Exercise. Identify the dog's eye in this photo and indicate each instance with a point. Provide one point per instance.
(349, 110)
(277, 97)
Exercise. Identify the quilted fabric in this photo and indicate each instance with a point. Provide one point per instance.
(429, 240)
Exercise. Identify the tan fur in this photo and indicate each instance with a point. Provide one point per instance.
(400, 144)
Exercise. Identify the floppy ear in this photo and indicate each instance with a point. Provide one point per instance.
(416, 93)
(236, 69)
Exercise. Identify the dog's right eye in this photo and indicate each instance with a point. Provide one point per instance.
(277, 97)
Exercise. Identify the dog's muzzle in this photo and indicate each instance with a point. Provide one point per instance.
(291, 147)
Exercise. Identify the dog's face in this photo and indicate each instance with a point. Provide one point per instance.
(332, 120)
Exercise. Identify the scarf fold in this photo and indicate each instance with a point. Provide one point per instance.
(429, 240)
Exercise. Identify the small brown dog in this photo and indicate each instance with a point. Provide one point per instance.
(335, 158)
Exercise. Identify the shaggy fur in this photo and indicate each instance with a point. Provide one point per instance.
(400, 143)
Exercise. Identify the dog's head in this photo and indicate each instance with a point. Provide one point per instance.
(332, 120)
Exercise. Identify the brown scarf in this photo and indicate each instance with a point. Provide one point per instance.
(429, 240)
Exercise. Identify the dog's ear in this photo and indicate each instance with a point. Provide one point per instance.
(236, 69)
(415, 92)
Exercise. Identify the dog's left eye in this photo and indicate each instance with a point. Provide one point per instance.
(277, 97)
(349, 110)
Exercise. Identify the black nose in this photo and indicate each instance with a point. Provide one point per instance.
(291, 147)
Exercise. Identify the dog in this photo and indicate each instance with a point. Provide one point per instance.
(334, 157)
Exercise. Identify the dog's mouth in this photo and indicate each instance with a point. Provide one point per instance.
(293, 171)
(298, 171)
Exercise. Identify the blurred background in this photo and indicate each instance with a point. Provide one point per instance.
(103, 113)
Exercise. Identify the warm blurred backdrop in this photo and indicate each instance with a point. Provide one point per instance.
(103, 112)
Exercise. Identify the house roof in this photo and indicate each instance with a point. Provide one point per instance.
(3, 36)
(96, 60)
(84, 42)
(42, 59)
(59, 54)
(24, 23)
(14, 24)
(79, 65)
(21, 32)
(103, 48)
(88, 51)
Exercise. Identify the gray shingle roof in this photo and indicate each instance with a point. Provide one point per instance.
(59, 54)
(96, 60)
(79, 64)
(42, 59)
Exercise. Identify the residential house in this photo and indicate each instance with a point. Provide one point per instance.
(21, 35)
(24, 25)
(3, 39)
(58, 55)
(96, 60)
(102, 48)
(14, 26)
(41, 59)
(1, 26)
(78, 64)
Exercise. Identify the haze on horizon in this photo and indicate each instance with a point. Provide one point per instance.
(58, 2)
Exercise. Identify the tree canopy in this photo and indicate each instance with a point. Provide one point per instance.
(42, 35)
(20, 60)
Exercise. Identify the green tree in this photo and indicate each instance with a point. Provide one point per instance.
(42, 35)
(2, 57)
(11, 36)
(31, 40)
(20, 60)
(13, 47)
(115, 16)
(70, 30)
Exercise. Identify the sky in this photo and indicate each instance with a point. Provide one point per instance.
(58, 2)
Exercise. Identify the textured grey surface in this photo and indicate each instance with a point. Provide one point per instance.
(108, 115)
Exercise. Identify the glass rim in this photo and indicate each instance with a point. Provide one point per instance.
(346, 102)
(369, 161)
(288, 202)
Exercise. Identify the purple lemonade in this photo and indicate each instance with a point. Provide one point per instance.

-=-=-=-=-

Print the entries exactly. Include every one.

Exercise. Identify the dog's eye in this photo and indicate each instance with a point. Provide one point per instance.
(349, 110)
(277, 97)
Exercise. Identify the quilted fabric in this photo and indicate each instance with a point. Provide one point per instance.
(429, 240)
Exercise. Identify the tan fur in this photo and indicate each instance with a point. Provide one point per instance.
(400, 144)
Exercise. Identify the floppy ear in this photo and indicate each instance with a point. Provide one point per instance.
(416, 93)
(236, 69)
Exercise. Identify the dog's right eye in this photo and indicate each instance with a point. Provide one point per instance.
(277, 97)
Exercise. Identify the dog's muzzle in this photo and indicate each instance with a point. Provide one point per instance.
(291, 147)
Exercise. Identify the dog's face in this photo and indicate each instance with a point. Provide one point per instance.
(332, 120)
Exercise. Identify the scarf fold in this photo and indicate each instance with a point. Provide one point per instance.
(429, 240)
Exercise. Identify the small brown dog in this photo and indicate each instance with a point. Provide one point per instance.
(335, 158)
Exercise. Identify the shaggy fur in this photo and indicate each instance with a point. Provide one point per instance.
(400, 143)
Exercise. Identify the dog's head in this photo and indicate each instance with a point. Provide one point per instance.
(332, 120)
Exercise. Identify the brown scarf in this photo and indicate each instance with a point. Provide one point per instance.
(429, 240)
Exercise. Identify the dog's ear in this photo and indicate each instance with a point. Provide one point per instance.
(236, 69)
(415, 92)
Exercise. Identify the dog's left eye in this photo and indicate each instance with a point. Provide one point per instance.
(277, 97)
(349, 110)
Exercise. Identify the black nose in this photo and indicate each instance with a point. Provide one point per instance.
(291, 147)
Exercise. Identify the dog in this photo and indicate each instance with a point. Provide one point per instance.
(334, 157)
Exercise. Identify the dog's mouth in this photo and indicate each instance with a point. Provide one point per instance.
(293, 171)
(298, 171)
Exercise. Identify the blurred background in this photo and indicate each instance with a point. Provide one point per instance.
(103, 113)
Exercise. Identify the warm blurred backdrop in this photo and indicate each instance with a point. Provide one point per instance.
(103, 112)
Exercise. Identify the house roof in this photo and indicate each instance with a point. Provide one point per instance.
(3, 36)
(96, 60)
(84, 42)
(42, 59)
(59, 54)
(24, 23)
(14, 24)
(79, 65)
(21, 32)
(103, 48)
(88, 51)
Exercise. Identify the gray shingle roof in this photo and indicate each instance with a point. Provide one point per instance.
(59, 54)
(96, 60)
(79, 64)
(42, 59)
Exercise. Identify the residential house in this photo and indicate each instance with a point. Provide one point per instance.
(21, 35)
(24, 25)
(3, 39)
(58, 55)
(96, 60)
(102, 48)
(14, 26)
(41, 59)
(1, 26)
(78, 64)
Exercise. Identify the haze on horizon in this photo and indicate each instance with a point. Provide one point per instance.
(58, 2)
Exercise. Identify the tree canopy in this photo and indicate each instance with a point. Provide one point per instance.
(42, 35)
(20, 60)
Exercise. Identify the green tree in this photo and indicate each instance with a point. Provide one point per instance.
(42, 35)
(2, 57)
(11, 36)
(31, 40)
(20, 60)
(13, 47)
(115, 16)
(70, 30)
Exercise. Identify the sky in this photo and indicate each instance with a point. Provide one point per instance.
(58, 2)
Exercise. Identify the textured grey surface in this photo and indicate each instance with a point. Provide one point per instance.
(108, 115)
Exercise. Identify the glass rim in this photo and indicate each instance with a point. Provide one point per instance.
(346, 102)
(369, 161)
(288, 202)
Exercise. Identify the purple lemonade in this photo and indicate each instance with a point. Provide one point per instance.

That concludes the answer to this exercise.